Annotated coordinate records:

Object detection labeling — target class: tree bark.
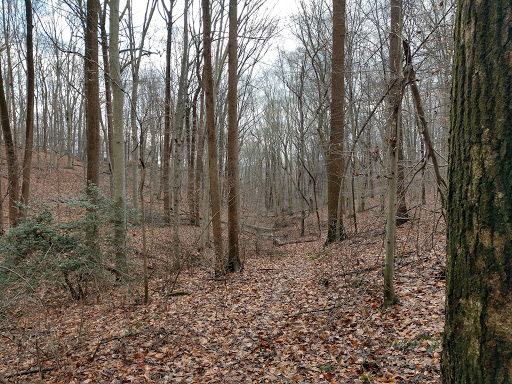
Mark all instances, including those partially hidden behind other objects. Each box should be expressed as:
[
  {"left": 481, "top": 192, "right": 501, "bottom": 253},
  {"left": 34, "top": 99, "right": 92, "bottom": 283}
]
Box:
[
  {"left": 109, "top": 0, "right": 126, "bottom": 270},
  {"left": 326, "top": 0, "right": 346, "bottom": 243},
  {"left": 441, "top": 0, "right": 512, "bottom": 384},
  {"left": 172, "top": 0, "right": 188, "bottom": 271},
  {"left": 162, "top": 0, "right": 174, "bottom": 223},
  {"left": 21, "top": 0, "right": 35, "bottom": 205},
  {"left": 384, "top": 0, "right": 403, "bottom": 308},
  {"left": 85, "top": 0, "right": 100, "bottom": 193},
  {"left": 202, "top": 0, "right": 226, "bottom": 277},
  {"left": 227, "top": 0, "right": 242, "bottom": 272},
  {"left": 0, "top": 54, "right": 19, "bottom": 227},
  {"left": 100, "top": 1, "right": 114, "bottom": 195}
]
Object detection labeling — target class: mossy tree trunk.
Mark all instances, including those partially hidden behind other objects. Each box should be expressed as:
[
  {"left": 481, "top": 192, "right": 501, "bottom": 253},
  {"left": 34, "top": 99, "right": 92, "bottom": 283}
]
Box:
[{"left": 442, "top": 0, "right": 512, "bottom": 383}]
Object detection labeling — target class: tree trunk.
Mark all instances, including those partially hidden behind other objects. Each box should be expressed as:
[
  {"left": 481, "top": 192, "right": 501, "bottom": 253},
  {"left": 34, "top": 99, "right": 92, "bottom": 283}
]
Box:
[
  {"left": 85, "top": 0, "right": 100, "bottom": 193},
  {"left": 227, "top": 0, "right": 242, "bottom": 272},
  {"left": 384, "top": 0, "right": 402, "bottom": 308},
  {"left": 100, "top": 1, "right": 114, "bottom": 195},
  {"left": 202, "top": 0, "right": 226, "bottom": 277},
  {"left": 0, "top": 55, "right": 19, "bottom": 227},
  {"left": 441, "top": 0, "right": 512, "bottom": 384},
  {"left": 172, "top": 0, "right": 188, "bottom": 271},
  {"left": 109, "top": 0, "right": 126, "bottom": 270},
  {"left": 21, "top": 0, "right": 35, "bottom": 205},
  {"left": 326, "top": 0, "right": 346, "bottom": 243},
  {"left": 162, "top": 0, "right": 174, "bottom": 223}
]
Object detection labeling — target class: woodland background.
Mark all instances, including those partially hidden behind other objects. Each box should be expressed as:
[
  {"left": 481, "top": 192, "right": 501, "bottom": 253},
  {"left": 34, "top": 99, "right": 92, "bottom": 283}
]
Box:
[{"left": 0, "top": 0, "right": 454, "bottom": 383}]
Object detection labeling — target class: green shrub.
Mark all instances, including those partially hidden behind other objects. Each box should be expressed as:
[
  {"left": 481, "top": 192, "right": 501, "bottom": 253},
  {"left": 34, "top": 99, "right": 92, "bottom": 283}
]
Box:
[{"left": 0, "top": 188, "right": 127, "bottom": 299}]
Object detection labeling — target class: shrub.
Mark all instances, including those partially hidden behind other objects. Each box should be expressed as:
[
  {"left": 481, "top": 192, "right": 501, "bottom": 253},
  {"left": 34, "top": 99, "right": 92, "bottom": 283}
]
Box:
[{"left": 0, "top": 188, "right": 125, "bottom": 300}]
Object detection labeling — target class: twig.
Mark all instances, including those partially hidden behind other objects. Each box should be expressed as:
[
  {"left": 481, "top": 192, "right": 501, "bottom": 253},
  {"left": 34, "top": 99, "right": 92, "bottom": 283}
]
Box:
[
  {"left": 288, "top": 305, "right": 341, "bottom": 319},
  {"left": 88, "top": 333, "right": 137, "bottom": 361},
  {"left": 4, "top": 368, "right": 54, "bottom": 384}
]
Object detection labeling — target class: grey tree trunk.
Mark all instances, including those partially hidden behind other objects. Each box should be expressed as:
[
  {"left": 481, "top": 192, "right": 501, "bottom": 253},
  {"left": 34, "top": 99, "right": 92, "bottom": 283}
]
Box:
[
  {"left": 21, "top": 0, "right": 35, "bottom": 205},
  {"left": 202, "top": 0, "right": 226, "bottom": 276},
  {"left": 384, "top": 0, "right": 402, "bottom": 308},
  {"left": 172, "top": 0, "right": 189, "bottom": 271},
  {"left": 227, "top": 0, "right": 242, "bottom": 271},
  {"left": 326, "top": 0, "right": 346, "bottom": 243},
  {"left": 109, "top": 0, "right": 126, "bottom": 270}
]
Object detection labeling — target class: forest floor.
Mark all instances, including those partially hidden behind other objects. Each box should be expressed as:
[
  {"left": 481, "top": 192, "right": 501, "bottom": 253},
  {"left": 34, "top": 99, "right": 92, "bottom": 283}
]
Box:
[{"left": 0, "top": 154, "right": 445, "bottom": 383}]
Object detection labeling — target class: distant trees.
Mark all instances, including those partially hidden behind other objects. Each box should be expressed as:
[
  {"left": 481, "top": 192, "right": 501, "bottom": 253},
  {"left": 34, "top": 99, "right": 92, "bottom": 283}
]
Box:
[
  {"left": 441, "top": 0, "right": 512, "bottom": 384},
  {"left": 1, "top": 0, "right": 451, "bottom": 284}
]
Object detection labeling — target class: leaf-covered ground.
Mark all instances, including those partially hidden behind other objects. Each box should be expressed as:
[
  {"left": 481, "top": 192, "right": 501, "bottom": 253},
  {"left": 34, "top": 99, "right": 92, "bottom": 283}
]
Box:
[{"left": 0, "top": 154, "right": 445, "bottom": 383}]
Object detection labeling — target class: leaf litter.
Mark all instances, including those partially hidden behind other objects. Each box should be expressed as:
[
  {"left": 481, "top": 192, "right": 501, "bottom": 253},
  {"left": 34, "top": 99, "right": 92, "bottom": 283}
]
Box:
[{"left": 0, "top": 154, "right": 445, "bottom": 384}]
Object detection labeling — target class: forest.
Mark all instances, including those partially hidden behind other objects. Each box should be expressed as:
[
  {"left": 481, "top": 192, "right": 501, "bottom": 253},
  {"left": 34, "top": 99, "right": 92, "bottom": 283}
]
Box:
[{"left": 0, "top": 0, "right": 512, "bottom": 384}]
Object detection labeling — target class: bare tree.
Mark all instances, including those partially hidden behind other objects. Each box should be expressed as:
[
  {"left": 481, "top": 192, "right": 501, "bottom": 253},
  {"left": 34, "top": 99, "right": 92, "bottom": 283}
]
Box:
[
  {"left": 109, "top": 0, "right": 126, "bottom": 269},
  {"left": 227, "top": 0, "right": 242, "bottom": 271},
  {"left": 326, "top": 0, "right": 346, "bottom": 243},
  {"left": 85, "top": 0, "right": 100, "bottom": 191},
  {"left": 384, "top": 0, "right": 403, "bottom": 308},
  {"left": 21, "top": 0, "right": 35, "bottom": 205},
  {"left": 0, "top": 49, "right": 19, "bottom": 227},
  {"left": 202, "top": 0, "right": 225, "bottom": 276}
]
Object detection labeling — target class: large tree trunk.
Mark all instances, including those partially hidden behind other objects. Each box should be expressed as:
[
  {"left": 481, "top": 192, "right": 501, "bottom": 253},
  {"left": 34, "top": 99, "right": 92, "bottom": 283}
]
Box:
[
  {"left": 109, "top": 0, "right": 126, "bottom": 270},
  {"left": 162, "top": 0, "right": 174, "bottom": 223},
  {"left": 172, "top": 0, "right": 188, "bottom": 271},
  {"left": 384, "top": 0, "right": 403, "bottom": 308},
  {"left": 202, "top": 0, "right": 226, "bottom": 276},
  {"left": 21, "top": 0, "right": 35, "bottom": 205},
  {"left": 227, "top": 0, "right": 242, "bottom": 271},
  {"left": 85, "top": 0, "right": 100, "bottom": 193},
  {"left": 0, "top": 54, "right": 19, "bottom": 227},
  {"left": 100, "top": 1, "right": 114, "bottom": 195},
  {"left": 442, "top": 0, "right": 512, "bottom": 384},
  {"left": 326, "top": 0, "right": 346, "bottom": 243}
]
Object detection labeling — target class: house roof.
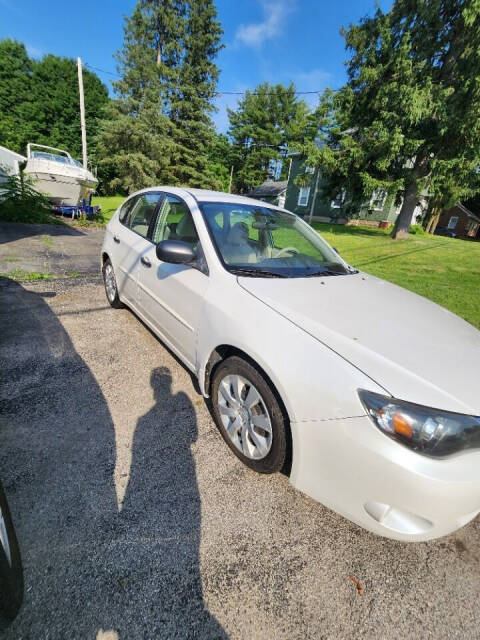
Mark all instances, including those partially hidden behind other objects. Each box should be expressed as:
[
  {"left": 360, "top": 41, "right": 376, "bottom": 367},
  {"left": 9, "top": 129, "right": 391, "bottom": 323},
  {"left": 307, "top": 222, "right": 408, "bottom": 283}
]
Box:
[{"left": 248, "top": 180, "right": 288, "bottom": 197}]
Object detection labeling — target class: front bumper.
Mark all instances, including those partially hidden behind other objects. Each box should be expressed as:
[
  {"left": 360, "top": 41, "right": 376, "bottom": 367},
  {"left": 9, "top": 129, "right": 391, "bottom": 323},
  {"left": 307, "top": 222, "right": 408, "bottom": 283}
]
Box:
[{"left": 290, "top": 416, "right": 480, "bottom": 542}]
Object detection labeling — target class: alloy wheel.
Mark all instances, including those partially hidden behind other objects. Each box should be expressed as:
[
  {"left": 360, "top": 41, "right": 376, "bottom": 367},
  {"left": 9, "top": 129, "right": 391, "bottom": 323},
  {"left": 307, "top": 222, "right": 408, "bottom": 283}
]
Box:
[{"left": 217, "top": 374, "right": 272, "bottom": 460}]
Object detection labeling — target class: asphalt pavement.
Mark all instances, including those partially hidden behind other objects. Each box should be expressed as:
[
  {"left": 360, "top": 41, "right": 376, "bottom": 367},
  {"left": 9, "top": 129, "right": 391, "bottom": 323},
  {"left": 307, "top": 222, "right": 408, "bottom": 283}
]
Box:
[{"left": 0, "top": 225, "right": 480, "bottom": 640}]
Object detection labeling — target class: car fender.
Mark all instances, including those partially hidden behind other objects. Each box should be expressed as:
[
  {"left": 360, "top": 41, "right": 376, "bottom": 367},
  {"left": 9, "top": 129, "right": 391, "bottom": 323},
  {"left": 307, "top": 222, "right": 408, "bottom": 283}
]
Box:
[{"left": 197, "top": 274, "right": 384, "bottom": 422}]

[The request]: Output the lines from the line containing "Object detection labeling — target class: car" to the end, both included; add nothing.

[Written response]:
Object detection labeling — target class: car fender.
Mark all instances, including those partially hidden behind other objects. Each box should be expressed as:
[
  {"left": 360, "top": 41, "right": 376, "bottom": 367},
  {"left": 9, "top": 129, "right": 391, "bottom": 323},
  {"left": 307, "top": 222, "right": 408, "bottom": 283}
]
Box:
[{"left": 197, "top": 274, "right": 384, "bottom": 422}]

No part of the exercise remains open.